*What you will do:*
Gather every line below that contains the word "ville", and copy each of those lines unchanged.

─── Information supplied ───

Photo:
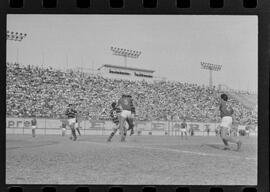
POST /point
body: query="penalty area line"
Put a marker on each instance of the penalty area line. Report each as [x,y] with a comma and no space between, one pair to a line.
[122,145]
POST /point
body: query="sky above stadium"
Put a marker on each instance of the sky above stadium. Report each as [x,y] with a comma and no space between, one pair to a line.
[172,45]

───
─── Information supplied ───

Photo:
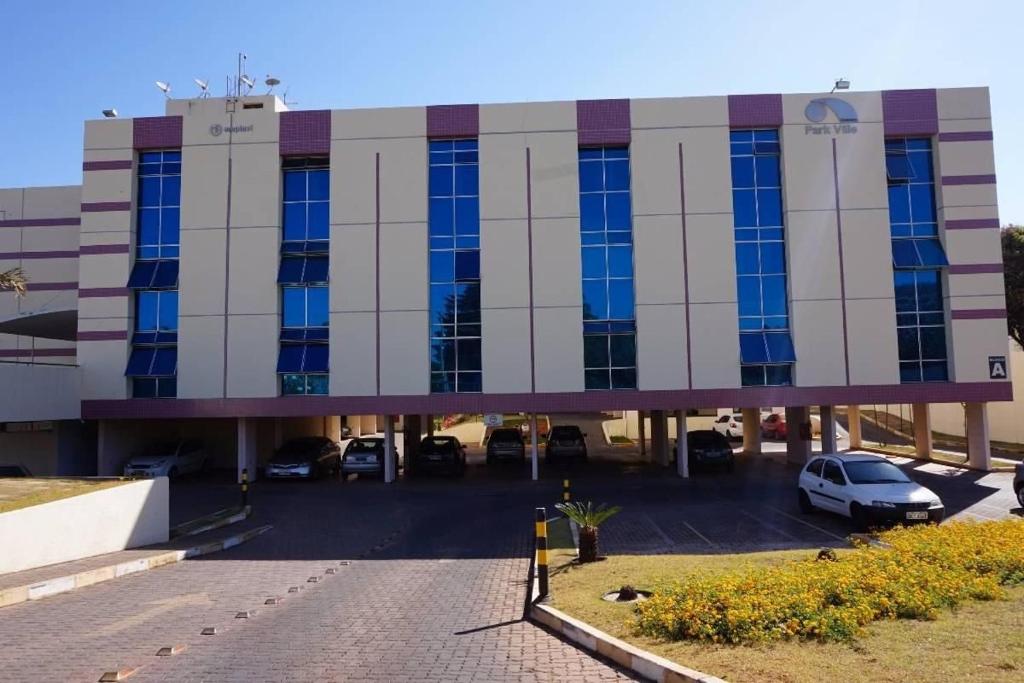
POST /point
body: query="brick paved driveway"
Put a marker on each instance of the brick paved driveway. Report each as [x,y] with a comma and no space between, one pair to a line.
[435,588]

───
─── Information supplied ───

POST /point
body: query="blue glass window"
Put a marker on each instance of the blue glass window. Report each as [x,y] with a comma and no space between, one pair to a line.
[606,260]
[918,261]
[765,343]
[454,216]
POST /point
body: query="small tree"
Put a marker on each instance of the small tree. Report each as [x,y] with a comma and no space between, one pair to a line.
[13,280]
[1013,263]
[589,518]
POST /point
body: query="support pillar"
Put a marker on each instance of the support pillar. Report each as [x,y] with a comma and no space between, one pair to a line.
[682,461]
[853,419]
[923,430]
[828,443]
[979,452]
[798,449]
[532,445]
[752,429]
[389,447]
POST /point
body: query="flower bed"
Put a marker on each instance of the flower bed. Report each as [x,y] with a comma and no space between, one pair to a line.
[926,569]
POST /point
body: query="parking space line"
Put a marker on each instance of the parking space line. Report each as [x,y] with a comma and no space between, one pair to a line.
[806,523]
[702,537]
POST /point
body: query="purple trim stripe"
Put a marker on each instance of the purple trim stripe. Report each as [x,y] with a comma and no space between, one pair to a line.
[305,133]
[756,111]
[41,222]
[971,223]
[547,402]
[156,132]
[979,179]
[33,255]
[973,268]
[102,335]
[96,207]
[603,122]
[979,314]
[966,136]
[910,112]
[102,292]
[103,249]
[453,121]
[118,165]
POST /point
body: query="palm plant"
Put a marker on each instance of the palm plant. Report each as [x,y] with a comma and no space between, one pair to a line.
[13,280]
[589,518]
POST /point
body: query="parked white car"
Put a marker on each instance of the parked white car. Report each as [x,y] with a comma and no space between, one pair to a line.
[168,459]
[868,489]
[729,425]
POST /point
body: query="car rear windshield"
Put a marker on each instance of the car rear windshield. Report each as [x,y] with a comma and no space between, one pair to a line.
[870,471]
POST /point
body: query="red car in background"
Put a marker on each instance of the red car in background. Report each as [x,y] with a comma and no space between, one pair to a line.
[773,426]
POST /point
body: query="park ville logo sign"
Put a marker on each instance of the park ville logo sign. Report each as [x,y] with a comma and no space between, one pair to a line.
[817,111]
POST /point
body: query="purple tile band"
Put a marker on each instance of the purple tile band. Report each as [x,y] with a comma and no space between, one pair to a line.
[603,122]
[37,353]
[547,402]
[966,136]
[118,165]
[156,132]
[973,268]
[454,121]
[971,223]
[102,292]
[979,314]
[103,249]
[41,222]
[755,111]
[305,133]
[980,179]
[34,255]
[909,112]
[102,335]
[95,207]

───

*Solution for this task:*
body: query="park ville logo sign"
Put a marker on each instance of the park ville logo sign. Report each as [x,y] with a comma and no space between, one pair to a line.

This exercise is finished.